§ **Records provided**:
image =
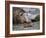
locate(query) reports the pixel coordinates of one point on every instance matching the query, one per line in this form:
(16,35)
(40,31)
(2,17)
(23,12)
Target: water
(19,27)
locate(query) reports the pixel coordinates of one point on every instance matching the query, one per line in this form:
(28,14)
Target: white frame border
(25,31)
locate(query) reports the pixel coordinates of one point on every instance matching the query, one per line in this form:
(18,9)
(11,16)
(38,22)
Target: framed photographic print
(24,18)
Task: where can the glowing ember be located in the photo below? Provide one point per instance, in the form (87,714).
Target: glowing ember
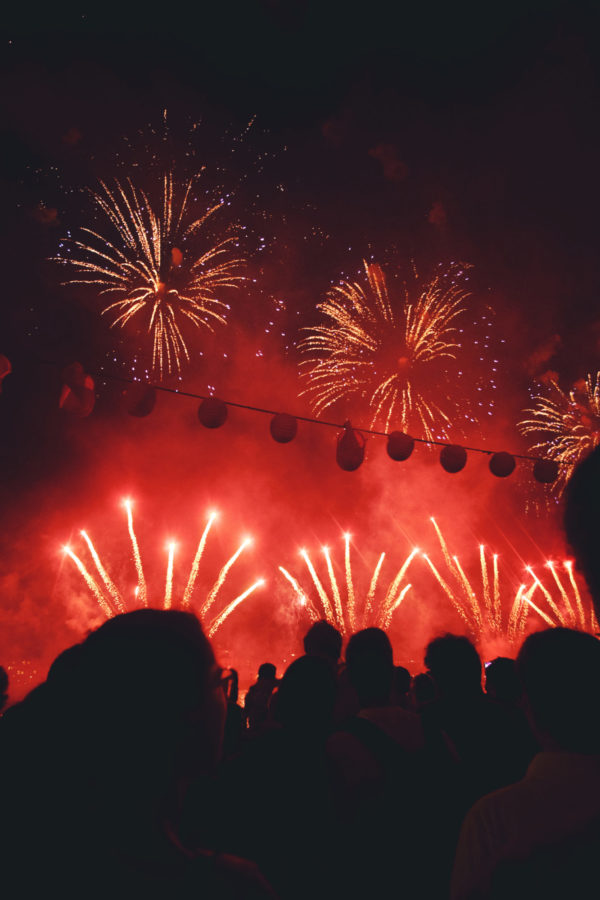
(149,262)
(339,606)
(392,355)
(111,601)
(568,425)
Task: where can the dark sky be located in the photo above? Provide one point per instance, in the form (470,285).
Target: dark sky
(438,131)
(386,110)
(444,131)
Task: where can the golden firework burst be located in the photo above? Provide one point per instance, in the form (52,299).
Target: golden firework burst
(568,424)
(393,355)
(150,267)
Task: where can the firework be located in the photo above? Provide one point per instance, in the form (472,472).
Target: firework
(337,603)
(486,610)
(112,601)
(567,424)
(148,264)
(394,356)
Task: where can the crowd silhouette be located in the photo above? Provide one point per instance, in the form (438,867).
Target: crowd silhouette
(134,771)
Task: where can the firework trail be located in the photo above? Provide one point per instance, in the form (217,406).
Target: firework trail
(567,424)
(393,355)
(169,581)
(481,607)
(340,608)
(141,594)
(147,263)
(90,581)
(111,600)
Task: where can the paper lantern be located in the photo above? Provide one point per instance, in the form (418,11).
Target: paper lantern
(77,396)
(545,471)
(78,401)
(139,400)
(453,458)
(5,368)
(400,445)
(502,464)
(74,376)
(283,427)
(350,451)
(212,412)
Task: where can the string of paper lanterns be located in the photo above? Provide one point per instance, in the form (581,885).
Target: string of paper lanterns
(139,399)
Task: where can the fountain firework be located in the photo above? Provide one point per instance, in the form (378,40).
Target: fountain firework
(112,601)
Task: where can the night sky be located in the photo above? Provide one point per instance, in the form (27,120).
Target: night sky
(431,132)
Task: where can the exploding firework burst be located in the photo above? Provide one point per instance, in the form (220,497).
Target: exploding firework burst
(394,356)
(338,604)
(490,613)
(112,601)
(568,424)
(150,267)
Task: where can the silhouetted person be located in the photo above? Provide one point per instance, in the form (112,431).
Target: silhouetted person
(485,740)
(582,521)
(541,836)
(258,698)
(278,811)
(234,720)
(96,762)
(376,774)
(323,640)
(3,687)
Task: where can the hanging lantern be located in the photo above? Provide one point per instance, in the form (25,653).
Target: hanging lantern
(283,428)
(78,401)
(453,458)
(77,396)
(400,445)
(212,412)
(5,368)
(545,471)
(350,451)
(502,464)
(139,399)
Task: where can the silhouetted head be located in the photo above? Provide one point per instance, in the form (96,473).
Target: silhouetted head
(267,671)
(323,640)
(560,672)
(502,681)
(306,696)
(582,521)
(143,697)
(3,687)
(454,664)
(370,663)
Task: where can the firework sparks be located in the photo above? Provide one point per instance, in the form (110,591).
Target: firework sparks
(111,600)
(140,593)
(393,356)
(340,608)
(482,610)
(149,268)
(567,424)
(169,583)
(91,582)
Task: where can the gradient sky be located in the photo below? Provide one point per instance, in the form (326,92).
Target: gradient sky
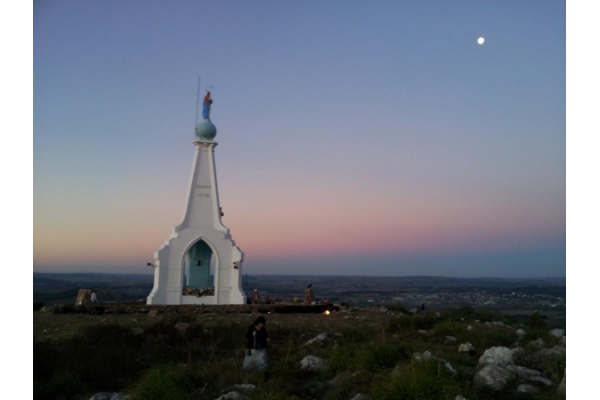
(355,137)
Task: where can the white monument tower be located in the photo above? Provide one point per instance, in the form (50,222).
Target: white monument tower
(199,263)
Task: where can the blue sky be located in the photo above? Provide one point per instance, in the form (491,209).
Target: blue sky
(380,132)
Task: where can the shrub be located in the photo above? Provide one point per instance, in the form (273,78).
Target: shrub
(379,356)
(447,328)
(419,380)
(537,321)
(398,308)
(483,337)
(163,383)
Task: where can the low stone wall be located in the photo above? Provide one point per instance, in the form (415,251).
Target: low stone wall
(191,309)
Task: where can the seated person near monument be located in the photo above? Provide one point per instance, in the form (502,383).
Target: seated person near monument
(256,346)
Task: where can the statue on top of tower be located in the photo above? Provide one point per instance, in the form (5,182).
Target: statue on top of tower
(206,106)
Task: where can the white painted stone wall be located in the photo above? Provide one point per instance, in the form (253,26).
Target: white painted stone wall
(201,221)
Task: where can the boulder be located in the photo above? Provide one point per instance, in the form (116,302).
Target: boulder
(428,356)
(341,379)
(497,355)
(526,388)
(557,333)
(312,363)
(541,380)
(321,338)
(522,372)
(449,340)
(557,350)
(84,296)
(110,396)
(466,348)
(232,396)
(492,378)
(537,344)
(182,327)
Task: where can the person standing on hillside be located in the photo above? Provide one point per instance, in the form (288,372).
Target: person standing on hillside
(256,346)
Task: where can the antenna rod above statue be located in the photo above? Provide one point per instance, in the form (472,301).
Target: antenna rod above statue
(197,100)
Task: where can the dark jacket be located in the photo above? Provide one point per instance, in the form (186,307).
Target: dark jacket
(260,341)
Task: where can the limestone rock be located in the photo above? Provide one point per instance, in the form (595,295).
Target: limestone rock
(557,333)
(428,356)
(321,338)
(449,340)
(526,388)
(466,348)
(517,351)
(557,350)
(497,355)
(340,379)
(312,363)
(182,327)
(84,296)
(540,379)
(537,344)
(232,396)
(110,396)
(492,377)
(522,372)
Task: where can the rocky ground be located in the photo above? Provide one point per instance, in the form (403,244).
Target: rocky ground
(352,354)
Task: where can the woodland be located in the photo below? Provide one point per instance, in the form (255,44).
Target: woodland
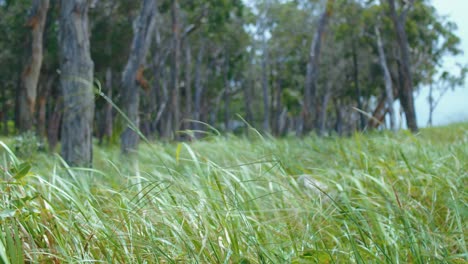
(228,131)
(124,70)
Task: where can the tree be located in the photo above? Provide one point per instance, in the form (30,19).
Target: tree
(310,88)
(387,78)
(406,87)
(76,81)
(30,75)
(132,74)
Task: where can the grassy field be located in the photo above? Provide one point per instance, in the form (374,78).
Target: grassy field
(377,198)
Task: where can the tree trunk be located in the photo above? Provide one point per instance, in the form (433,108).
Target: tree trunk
(76,80)
(431,104)
(406,90)
(387,78)
(227,94)
(339,118)
(143,30)
(44,93)
(188,85)
(198,87)
(32,70)
(362,120)
(175,98)
(248,87)
(53,124)
(310,89)
(265,89)
(322,118)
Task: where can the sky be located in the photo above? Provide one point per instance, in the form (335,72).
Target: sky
(453,106)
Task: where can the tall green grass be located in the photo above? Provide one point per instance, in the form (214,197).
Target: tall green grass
(383,198)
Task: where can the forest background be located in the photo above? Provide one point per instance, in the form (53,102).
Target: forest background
(122,70)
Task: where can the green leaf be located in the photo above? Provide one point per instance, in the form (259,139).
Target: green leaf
(7,213)
(22,170)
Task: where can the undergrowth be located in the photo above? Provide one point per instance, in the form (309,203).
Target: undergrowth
(379,198)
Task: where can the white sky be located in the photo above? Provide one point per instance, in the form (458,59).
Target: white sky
(454,105)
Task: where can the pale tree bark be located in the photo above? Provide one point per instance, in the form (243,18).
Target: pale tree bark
(188,84)
(387,78)
(198,86)
(227,94)
(31,72)
(362,120)
(406,89)
(143,29)
(322,117)
(76,81)
(310,89)
(44,93)
(248,86)
(175,93)
(265,88)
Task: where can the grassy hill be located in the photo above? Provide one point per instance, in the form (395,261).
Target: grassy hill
(375,198)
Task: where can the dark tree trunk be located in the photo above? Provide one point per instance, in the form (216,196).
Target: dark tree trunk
(198,87)
(339,118)
(248,87)
(76,80)
(108,115)
(406,89)
(227,94)
(310,89)
(4,114)
(53,124)
(44,93)
(322,118)
(104,110)
(387,78)
(31,72)
(144,28)
(362,120)
(431,104)
(175,93)
(188,85)
(265,89)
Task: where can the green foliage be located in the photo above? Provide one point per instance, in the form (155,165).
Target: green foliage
(386,198)
(27,144)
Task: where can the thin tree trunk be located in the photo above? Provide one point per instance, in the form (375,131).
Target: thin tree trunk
(31,72)
(310,89)
(143,30)
(4,112)
(406,93)
(248,87)
(53,124)
(339,118)
(42,105)
(227,94)
(265,89)
(76,79)
(175,101)
(198,87)
(322,118)
(431,104)
(362,120)
(188,84)
(387,78)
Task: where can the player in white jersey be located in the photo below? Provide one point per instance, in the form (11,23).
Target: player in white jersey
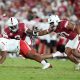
(20,46)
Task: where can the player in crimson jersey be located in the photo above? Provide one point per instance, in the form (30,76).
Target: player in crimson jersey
(20,46)
(70,31)
(16,30)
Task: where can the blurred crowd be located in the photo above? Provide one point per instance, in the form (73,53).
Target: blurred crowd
(36,12)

§ **Objective**: Please write out everything from the line containing "Task: where can the blurred" down to the end of the material, changing each "blurred crowd" to "spectator stands" and leaving all else unchanged.

§ **Written response**:
Task: where can the spectator stands be located in the photo above? Provide one point per instance, in the form (73,53).
Target: spectator stands
(36,12)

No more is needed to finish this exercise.